··· RECORDS SUPPLIED ···

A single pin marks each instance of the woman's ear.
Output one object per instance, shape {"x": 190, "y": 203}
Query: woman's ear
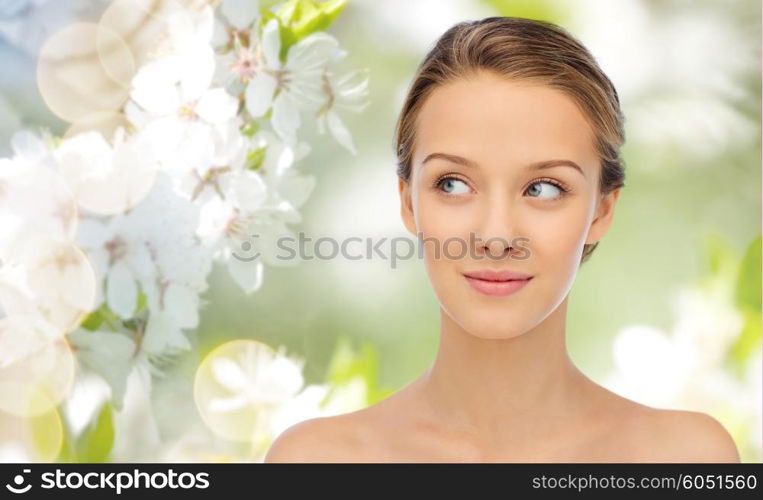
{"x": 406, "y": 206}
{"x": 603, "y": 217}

···
··· RECORDS SUPPLIED ···

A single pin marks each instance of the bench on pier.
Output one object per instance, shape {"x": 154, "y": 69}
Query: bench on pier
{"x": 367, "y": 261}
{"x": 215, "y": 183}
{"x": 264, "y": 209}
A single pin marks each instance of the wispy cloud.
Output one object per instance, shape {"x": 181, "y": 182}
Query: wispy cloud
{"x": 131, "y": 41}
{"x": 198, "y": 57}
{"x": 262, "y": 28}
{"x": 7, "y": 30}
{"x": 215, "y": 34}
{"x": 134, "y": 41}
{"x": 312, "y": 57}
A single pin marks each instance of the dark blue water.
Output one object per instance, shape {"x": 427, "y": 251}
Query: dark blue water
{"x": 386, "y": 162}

···

### REQUIRED ACTION:
Each line above that includes the word "Output" is to be copied.

### FINISHED EXERCISE:
Output one object per instance, shape {"x": 190, "y": 203}
Output one object per instance, shape {"x": 154, "y": 69}
Output one object per instance, shape {"x": 181, "y": 182}
Output one object per instance, shape {"x": 427, "y": 251}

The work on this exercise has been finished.